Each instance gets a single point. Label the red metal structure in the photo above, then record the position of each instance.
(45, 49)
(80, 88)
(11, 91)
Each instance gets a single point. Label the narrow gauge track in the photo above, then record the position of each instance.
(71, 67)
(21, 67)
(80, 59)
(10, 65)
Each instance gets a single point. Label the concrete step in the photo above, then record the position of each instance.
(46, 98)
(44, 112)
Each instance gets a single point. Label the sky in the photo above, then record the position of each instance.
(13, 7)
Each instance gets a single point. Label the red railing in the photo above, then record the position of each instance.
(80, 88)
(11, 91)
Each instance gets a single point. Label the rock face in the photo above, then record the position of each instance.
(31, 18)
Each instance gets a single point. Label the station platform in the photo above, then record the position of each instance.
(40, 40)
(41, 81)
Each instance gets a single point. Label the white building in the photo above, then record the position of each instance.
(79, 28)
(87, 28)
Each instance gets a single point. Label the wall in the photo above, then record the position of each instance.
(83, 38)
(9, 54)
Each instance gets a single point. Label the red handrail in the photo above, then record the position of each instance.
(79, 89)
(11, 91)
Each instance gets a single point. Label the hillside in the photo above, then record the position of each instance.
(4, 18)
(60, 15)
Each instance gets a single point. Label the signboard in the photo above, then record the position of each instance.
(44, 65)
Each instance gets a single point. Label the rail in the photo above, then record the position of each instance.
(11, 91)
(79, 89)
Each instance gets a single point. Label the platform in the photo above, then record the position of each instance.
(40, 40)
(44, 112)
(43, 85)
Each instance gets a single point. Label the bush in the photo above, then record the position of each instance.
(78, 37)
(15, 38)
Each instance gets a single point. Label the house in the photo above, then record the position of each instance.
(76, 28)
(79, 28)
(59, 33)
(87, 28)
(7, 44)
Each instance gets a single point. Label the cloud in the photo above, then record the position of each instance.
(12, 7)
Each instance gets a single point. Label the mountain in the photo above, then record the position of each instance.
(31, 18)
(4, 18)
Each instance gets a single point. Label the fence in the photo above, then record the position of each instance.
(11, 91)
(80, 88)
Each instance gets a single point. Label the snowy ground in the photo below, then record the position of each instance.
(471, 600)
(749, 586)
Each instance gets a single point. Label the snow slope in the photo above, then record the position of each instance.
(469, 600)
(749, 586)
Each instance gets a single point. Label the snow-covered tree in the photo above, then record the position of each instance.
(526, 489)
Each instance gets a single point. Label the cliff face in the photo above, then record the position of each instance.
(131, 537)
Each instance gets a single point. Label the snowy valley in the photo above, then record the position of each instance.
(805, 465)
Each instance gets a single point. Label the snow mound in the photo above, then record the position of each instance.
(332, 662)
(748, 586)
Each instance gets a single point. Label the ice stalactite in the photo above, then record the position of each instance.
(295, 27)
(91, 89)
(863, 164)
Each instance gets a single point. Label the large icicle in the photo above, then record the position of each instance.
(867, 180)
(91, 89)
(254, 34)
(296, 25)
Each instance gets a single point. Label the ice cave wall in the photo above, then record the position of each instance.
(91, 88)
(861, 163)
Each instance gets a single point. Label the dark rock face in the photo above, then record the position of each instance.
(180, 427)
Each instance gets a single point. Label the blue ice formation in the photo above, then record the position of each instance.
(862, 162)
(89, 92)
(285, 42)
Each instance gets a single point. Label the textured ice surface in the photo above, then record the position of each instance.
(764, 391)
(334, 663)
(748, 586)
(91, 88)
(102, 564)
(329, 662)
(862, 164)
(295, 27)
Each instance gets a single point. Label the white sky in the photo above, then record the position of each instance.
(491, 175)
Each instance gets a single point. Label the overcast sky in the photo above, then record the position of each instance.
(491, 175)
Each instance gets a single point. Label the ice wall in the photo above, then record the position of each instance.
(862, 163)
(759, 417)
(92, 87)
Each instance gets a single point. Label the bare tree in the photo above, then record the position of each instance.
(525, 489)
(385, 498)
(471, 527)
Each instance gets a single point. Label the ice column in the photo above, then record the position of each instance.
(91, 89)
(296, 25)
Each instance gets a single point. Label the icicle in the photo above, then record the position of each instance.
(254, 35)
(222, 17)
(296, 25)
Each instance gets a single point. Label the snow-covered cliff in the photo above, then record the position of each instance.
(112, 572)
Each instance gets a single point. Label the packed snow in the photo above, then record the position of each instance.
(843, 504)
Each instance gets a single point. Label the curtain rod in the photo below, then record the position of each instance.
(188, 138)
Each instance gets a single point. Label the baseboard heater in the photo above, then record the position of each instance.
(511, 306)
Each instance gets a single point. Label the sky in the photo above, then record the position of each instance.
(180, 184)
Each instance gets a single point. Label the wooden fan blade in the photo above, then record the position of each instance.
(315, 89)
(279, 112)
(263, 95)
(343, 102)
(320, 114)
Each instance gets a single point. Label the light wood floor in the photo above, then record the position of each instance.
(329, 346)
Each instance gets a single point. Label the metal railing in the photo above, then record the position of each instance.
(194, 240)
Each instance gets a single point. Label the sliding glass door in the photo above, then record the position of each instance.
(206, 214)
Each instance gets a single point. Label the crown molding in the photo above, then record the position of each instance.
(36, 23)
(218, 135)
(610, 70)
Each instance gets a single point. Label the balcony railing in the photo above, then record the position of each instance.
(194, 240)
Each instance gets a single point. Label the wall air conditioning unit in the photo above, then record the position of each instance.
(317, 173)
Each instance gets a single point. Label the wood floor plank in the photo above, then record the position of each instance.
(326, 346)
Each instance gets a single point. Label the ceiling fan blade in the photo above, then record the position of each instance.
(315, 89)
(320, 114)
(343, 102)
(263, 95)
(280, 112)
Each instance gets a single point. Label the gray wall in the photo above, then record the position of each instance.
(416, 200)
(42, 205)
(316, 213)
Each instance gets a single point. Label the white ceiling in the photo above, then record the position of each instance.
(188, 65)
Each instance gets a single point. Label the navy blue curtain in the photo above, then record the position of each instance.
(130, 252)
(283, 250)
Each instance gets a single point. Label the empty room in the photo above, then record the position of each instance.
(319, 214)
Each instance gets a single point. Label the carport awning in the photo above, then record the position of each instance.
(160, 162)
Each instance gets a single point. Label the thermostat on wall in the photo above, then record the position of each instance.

··········

> [What is required]: Put every line above into a numbered list, omitting any blank lines.

> [Full solution]:
1. Each instance gets a single point. Label the red metal structure in the photo above, then record the position of each instance.
2. (45, 49)
3. (80, 88)
4. (11, 91)
5. Each instance gets a single point. Label the narrow gauge track in the photo above, then record the position of each instance.
6. (71, 67)
7. (21, 67)
8. (80, 59)
9. (10, 65)
10. Each instance gets a single point. Label the concrete step in the photo above, then record the position of each instance.
11. (46, 98)
12. (44, 112)
13. Each instance gets a single point. Label the sky in the photo above, then record the position of each instance.
14. (13, 7)
15. Each instance gets a single point. Label the red railing in the photo above, then record the position of each instance.
16. (80, 88)
17. (11, 91)
18. Each instance gets a single point. Label the rock face in the photo above, then record the position of each instance.
19. (31, 18)
20. Each instance gets a single point. Label the station platform in the photo above, then record the position of each instance.
21. (40, 40)
22. (41, 81)
23. Each instance gets a single point. Label the white building in the photo above, then record the position of each instance.
24. (79, 28)
25. (87, 28)
26. Each instance gets a single point. Label the wall in the photo above, then record the position of each instance.
27. (83, 38)
28. (9, 54)
29. Each instance gets a single point. Label the red handrail in the photo above, then record the position of each instance.
30. (79, 89)
31. (11, 91)
32. Each instance gets a single point. Label the hillside in the photo above, then record the position of each instance.
33. (4, 18)
34. (60, 15)
35. Each instance gets a single point. Label the signboard in the photo above, then record the position of each instance.
36. (44, 65)
37. Each instance gets a single point. Label the rail in the photo above, then record the position of each instance.
38. (11, 91)
39. (79, 89)
40. Each instance gets a single point. Label the platform in the photo above, then record the position of each instance.
41. (40, 40)
42. (44, 112)
43. (43, 85)
44. Each instance gets a single point. Label the bush in the photo above, then record the position of each instance.
45. (78, 37)
46. (15, 38)
47. Each instance gets a single point. Label the house in the photo above, then record the position of each instance.
48. (76, 28)
49. (79, 28)
50. (59, 33)
51. (87, 28)
52. (7, 44)
53. Each instance gets a single point. Label the cloud in the photo above, then record the position of each instance.
54. (12, 7)
55. Each instance gets a single point. Label the mountain in the photo above, then record the position of each instance.
56. (31, 18)
57. (4, 18)
58. Each instance gets a single point. Label the fence in the photo above, then record the position of each instance.
59. (11, 91)
60. (80, 88)
61. Each instance gets a single point. Label the snowy ground in the photo below, then record the position of each instance.
62. (471, 600)
63. (749, 586)
64. Each instance gets a single point. Label the snow slope in the photo above, then record the position of each instance.
65. (469, 600)
66. (749, 586)
67. Each instance gets a single point. Label the snow-covered tree in the photo above, then record the position of each instance.
68. (526, 489)
69. Each instance gets a single point. Label the cliff face in the photo above, then record the position of each instance.
70. (131, 537)
71. Each instance gets a single point. Label the snowy valley in the photo above, then record the position of each instance.
72. (805, 465)
73. Each instance gets a single point. Label the snow mound in the photo above, then record the position of each instance.
74. (332, 662)
75. (748, 586)
76. Each instance gets a single point. Label the ice stalactite in the photo above, then record the position of each instance.
77. (295, 27)
78. (91, 89)
79. (863, 164)
80. Each instance gets a single point. Label the large icicle in the photo above, then record the position of each instance.
81. (867, 180)
82. (91, 89)
83. (254, 34)
84. (296, 25)
85. Each instance gets a single point. Label the ice cave wall in the photo above, then record the position of each instance.
86. (91, 88)
87. (861, 163)
88. Each instance gets a single point. Label the dark rock face in the photo above, then record the position of each instance.
89. (180, 427)
90. Each instance gets a single point. Label the blue ice formation in the photo above, then record the position of each instance.
91. (862, 162)
92. (89, 92)
93. (285, 42)
94. Each instance gets a single point. Label the textured ice surface in the photo above, then record the position of each instance.
95. (764, 391)
96. (334, 663)
97. (748, 586)
98. (91, 88)
99. (102, 564)
100. (329, 662)
101. (862, 164)
102. (295, 27)
103. Each instance gets a single point. Label the white sky in the photo above, then record the position of each instance.
104. (491, 175)
105. Each instance gets a single point. Label the overcast sky in the photo above, then record the position of each instance.
106. (491, 175)
107. Each instance gets a single point. Label the ice wall in the photo above, then record the position of each instance.
108. (862, 163)
109. (759, 417)
110. (92, 87)
111. Each instance gets a single point. Label the bare tree in the photo above, then record the position of each instance.
112. (525, 489)
113. (385, 498)
114. (471, 527)
115. Each instance gets a single point. Label the ice column in the photo above, then record the position of each instance.
116. (91, 89)
117. (296, 25)
118. Each instance gets a single point. Label the icicle in the photo above, then record the position of each instance.
119. (254, 35)
120. (222, 17)
121. (296, 25)
122. Each instance gets a single point. Label the snow-covered cliff in the photo above, then record the position of each instance.
123. (112, 572)
124. Each instance gets a single point. Label the packed snow in the photo above, then record the position of each instance.
125. (843, 504)
126. Each instance gets a single point. Label the curtain rod in the photo below, then record the position of each instance.
127. (188, 138)
128. Each instance gets a single point. Label the baseboard heater in the photo above, then record the position of each instance.
129. (511, 306)
130. Each instance gets a single point. Label the sky in the photo above, then record the position of each instance.
131. (180, 184)
132. Each instance gets a single point. Label the wooden fan blade in the photo above, then record the position of each instance.
133. (315, 89)
134. (279, 112)
135. (263, 95)
136. (343, 102)
137. (320, 114)
138. Each instance gets a single point. Label the light wood floor in the photo above, then record the position of each instance.
139. (329, 346)
140. Each instance gets a single point. Label the metal railing in the photo above, then record the position of each instance.
141. (194, 240)
142. Each instance gets a single point. Label the sliding glass door in the photo above, then record the position of each instance.
143. (206, 214)
144. Each instance gets a single point. Label the crown molding in the photo above, then record the position of each instance.
145. (36, 23)
146. (218, 135)
147. (610, 70)
148. Each instance gets a single point. Label the balcony railing in the photo above, then record the position of each instance.
149. (194, 240)
150. Each instance gets a single point. Label the wall air conditioning unit in the photo above, then record the position of each instance.
151. (317, 173)
152. Each instance gets a single point. Label the wood floor plank in the photo above, then record the position of each instance.
153. (326, 346)
154. Each instance gets a single point. Label the ceiling fan blade in the photo above, then record the position of each instance.
155. (315, 89)
156. (320, 114)
157. (343, 102)
158. (263, 95)
159. (280, 112)
160. Each instance gets a single point. Label the gray wall in the photo above, then record the position of each instance.
161. (416, 200)
162. (42, 205)
163. (316, 213)
164. Each instance gets a single point. Label the white ceiling in the photo above, then record the position of each instance.
165. (188, 65)
166. Each instance gets a single point. Label the navy blue curtain in the photo above, then record the position of each instance.
167. (130, 252)
168. (283, 250)
169. Each instance gets a single point. Label the empty room in the photo above, then record the position of each instance.
170. (319, 214)
171. Each instance gets a single point. Label the carport awning in the photo above, then record the position of each instance.
172. (160, 162)
173. Each instance gets a single point. Label the thermostat on wall in the photo above, then record the position of each instance.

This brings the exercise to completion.